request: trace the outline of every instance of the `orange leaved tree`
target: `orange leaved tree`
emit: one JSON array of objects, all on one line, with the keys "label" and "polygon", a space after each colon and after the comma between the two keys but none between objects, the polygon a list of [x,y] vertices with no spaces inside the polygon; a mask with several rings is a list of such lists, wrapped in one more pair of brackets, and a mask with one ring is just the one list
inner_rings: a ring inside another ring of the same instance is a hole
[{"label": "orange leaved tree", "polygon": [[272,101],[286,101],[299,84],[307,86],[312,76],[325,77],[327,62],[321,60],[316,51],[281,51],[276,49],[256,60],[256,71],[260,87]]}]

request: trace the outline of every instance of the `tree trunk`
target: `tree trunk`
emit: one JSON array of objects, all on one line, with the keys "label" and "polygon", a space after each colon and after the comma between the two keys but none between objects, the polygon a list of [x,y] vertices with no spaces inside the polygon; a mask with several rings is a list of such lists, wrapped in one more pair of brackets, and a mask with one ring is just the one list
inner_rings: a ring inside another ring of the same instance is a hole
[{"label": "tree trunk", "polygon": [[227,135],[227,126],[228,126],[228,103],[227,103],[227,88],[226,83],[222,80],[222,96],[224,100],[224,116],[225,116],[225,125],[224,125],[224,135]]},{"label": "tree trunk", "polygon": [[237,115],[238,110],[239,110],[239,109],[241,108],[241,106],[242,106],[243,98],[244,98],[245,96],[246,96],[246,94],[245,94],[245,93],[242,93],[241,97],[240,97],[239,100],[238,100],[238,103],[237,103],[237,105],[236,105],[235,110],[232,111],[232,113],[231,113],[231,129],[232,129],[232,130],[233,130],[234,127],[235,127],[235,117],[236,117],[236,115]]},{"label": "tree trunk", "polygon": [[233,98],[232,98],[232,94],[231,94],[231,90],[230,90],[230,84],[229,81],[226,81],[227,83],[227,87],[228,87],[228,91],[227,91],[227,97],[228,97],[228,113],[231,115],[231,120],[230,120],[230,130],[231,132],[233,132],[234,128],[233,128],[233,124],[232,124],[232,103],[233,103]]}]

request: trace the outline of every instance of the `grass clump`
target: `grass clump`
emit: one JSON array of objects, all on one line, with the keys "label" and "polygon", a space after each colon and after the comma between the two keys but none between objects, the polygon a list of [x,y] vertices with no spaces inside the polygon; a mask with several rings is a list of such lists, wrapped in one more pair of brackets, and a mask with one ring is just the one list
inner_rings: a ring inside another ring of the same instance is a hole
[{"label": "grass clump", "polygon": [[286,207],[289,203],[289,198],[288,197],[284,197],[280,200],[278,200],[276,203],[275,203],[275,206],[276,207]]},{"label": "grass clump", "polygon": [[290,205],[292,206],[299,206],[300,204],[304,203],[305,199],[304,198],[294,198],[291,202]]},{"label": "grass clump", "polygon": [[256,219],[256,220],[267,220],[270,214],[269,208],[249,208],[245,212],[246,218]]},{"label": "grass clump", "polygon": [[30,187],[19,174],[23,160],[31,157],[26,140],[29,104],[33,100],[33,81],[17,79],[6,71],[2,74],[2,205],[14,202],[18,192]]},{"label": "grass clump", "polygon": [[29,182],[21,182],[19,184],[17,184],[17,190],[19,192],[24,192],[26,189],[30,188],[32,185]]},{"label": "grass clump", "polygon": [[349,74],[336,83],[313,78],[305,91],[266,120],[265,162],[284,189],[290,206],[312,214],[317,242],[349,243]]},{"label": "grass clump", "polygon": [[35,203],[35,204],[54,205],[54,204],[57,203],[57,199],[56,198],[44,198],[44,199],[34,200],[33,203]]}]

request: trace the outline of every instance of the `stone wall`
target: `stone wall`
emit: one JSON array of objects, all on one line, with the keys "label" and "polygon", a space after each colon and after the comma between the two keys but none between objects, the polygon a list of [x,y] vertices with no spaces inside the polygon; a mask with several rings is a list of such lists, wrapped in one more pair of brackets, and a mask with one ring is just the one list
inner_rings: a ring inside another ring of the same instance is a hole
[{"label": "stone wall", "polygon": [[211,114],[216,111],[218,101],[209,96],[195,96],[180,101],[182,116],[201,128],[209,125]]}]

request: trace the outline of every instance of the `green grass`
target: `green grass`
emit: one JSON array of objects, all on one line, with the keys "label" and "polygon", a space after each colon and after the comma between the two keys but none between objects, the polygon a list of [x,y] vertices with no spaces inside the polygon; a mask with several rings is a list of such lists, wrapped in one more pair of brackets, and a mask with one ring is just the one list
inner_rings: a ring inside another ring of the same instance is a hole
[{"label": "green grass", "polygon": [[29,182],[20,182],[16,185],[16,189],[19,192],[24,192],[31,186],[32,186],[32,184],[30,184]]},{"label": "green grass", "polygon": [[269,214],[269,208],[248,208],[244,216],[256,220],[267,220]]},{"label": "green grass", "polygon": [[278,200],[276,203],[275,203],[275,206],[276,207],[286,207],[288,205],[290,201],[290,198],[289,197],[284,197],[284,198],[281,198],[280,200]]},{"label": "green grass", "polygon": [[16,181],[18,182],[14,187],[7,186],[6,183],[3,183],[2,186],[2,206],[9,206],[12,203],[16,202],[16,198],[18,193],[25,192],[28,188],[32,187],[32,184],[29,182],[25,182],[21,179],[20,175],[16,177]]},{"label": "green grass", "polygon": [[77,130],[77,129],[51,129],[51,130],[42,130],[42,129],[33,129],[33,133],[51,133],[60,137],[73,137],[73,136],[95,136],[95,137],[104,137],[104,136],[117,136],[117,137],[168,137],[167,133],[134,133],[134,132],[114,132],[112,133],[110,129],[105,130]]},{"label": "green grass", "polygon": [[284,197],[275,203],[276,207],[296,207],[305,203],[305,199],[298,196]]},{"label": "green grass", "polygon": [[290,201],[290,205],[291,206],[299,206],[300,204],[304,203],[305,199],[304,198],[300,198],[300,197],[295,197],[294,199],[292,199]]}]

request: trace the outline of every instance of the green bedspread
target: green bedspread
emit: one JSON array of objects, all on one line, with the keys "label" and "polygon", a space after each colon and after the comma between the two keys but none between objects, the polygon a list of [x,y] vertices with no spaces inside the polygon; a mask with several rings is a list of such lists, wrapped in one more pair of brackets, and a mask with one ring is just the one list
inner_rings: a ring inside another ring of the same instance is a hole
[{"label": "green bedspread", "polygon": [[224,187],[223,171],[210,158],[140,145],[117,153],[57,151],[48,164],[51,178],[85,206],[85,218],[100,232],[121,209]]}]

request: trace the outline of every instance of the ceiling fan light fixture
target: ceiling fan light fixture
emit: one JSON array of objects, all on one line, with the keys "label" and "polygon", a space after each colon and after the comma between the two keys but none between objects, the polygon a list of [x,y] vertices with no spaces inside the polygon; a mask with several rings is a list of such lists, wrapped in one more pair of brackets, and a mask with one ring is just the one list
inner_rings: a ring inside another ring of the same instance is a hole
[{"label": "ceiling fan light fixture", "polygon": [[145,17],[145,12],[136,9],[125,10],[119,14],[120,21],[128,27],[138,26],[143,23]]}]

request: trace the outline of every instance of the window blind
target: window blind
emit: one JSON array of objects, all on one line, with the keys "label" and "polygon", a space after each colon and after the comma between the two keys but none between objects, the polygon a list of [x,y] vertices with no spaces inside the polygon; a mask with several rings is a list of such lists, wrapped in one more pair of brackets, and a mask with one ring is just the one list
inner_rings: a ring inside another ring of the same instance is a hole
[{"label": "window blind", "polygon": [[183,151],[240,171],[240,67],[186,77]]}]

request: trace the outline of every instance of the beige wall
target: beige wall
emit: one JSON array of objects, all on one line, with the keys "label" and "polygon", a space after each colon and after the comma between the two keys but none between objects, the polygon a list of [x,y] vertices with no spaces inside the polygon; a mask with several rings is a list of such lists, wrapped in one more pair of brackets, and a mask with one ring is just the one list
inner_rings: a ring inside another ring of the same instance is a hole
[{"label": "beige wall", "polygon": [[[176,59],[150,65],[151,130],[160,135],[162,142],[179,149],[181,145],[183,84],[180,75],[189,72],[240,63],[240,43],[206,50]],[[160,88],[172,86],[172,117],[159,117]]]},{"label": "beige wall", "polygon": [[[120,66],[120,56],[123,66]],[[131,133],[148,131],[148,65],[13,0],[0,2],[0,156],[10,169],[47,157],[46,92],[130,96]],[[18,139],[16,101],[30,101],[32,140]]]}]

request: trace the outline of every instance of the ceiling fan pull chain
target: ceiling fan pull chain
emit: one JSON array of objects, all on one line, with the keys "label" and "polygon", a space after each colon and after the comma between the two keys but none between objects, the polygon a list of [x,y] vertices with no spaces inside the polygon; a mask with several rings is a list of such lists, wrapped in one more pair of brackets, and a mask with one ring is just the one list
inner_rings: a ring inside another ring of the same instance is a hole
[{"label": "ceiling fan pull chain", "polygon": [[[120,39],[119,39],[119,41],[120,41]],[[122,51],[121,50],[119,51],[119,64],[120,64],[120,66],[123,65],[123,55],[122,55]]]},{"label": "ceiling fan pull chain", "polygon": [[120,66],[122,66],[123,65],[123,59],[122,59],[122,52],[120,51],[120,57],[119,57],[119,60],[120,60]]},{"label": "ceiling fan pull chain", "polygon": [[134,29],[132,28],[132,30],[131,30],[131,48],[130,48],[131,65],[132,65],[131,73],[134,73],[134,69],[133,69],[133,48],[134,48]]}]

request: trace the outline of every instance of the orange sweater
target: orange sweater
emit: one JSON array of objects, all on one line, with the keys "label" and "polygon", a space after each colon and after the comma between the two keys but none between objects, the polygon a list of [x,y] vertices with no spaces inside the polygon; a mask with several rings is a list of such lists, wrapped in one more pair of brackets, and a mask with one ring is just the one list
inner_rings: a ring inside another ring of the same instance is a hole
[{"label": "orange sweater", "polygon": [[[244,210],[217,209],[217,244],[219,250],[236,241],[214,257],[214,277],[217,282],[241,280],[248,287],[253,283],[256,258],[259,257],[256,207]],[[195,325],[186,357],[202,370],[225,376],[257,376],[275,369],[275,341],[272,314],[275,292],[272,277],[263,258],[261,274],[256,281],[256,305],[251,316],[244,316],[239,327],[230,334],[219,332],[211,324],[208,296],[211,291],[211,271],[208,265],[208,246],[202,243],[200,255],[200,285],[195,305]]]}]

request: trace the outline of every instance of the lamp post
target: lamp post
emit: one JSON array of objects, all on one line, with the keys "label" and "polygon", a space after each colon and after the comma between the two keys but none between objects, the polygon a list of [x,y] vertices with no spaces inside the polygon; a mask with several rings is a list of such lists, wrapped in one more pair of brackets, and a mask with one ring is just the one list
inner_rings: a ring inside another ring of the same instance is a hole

Task brief:
Search the material above for the word "lamp", then copy each line that holds it.

Task result:
request: trace the outline of every instance of the lamp post
target: lamp post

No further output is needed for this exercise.